| What this task involves |
Which lines in the items below contain the word "large"? Gather each of them and copy it out in full.

| Information supplied |
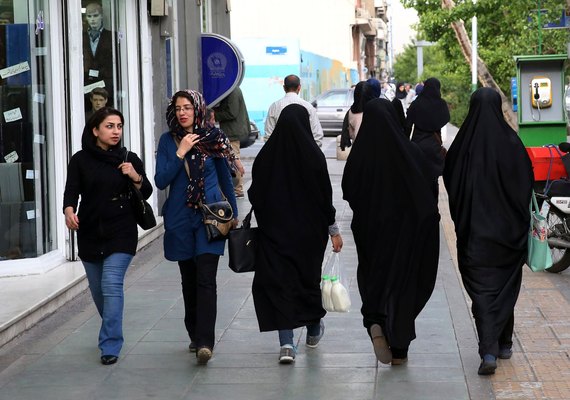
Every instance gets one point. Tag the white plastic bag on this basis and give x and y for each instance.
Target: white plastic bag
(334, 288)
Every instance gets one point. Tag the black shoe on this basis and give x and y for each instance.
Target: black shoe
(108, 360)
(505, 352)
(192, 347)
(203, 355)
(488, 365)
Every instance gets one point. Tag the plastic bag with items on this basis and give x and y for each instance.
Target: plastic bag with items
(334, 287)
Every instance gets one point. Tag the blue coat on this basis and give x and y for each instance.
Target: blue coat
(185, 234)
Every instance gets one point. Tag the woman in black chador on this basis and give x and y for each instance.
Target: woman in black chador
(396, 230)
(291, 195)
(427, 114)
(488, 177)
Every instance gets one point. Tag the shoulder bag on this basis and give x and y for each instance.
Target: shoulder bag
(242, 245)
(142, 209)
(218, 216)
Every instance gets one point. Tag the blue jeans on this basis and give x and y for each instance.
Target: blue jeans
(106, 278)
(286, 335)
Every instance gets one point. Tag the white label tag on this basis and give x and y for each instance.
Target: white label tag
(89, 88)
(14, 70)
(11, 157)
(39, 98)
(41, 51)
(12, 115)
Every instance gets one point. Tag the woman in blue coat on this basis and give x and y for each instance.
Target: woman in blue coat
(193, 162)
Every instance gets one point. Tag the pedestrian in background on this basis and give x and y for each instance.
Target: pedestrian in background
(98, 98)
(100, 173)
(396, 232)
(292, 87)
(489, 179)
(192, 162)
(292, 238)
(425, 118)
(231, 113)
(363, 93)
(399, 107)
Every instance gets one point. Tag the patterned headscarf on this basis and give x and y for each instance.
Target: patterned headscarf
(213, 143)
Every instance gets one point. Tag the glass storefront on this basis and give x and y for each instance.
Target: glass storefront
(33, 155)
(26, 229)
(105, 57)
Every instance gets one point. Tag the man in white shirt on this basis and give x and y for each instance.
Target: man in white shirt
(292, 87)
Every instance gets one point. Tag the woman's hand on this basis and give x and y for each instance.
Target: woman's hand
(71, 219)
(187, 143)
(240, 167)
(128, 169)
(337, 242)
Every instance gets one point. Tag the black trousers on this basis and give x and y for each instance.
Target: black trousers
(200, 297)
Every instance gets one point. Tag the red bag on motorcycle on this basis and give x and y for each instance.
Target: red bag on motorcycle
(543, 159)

--

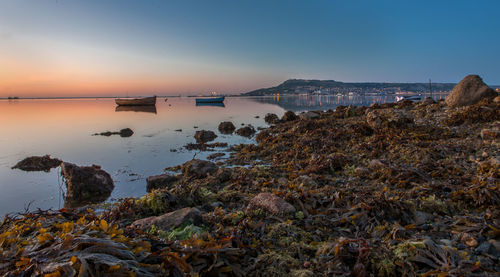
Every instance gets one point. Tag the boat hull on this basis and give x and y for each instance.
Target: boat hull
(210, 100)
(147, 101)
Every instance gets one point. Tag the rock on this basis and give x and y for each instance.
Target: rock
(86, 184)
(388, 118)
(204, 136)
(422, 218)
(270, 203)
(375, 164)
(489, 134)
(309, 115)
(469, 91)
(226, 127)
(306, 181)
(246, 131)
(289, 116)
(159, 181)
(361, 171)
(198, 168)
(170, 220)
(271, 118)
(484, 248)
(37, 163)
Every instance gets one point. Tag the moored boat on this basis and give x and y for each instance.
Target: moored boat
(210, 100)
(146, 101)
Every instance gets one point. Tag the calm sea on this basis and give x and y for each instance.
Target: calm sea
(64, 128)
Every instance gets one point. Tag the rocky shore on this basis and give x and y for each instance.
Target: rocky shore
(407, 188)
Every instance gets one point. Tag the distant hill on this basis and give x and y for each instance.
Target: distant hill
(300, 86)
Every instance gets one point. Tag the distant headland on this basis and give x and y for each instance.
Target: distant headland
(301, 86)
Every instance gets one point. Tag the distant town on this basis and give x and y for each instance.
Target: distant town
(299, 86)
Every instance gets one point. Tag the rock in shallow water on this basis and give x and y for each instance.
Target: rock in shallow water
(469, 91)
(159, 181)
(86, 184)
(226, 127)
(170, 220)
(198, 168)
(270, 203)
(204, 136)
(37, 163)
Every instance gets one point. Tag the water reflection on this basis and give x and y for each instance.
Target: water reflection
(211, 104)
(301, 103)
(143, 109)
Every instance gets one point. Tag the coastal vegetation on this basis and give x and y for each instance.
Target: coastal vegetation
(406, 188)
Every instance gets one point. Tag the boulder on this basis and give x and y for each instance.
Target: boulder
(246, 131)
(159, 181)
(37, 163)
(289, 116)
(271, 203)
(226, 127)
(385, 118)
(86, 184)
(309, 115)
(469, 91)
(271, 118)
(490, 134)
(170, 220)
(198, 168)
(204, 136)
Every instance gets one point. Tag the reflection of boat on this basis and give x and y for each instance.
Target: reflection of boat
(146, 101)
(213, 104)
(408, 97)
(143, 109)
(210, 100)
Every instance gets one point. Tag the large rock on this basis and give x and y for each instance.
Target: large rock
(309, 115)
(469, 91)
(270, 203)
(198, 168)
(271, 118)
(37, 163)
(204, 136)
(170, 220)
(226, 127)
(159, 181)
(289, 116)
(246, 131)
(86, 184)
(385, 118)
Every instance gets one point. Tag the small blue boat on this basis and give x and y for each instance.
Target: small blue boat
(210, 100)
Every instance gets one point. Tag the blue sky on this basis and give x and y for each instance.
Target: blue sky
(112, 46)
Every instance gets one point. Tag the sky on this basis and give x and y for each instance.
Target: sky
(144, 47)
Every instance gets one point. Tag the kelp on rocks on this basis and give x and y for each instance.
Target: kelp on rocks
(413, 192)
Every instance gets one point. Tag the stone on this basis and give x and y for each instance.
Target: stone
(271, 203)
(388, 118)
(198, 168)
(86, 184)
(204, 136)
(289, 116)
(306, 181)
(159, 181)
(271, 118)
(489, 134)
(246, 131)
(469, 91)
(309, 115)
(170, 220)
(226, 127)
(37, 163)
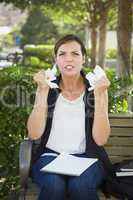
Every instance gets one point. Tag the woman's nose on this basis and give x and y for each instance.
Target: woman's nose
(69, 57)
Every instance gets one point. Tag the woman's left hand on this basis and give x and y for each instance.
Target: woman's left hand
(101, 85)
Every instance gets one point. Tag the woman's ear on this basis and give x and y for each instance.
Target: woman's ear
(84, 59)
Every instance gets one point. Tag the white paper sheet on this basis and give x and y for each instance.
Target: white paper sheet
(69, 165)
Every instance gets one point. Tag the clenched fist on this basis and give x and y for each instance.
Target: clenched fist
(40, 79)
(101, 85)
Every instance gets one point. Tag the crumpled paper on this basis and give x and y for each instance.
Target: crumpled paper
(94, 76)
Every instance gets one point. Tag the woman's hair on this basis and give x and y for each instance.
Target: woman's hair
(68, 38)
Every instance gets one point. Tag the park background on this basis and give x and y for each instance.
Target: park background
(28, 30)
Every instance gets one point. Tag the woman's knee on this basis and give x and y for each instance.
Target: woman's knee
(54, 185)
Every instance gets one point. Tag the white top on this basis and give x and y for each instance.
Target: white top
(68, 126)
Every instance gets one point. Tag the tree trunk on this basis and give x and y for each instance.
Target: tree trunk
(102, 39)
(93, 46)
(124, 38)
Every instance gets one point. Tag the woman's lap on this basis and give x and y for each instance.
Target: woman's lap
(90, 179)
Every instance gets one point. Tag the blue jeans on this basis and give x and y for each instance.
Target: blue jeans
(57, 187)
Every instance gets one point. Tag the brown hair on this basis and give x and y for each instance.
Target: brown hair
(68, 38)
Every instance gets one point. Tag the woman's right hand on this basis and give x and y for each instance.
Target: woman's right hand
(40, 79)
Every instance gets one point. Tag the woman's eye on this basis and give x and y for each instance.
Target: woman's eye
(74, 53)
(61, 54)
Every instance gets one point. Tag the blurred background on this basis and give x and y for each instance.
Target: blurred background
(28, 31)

| Output of the exercise |
Every instance gets one point. Tag the large rock on this basis and give x and y for each instance.
Target: large rock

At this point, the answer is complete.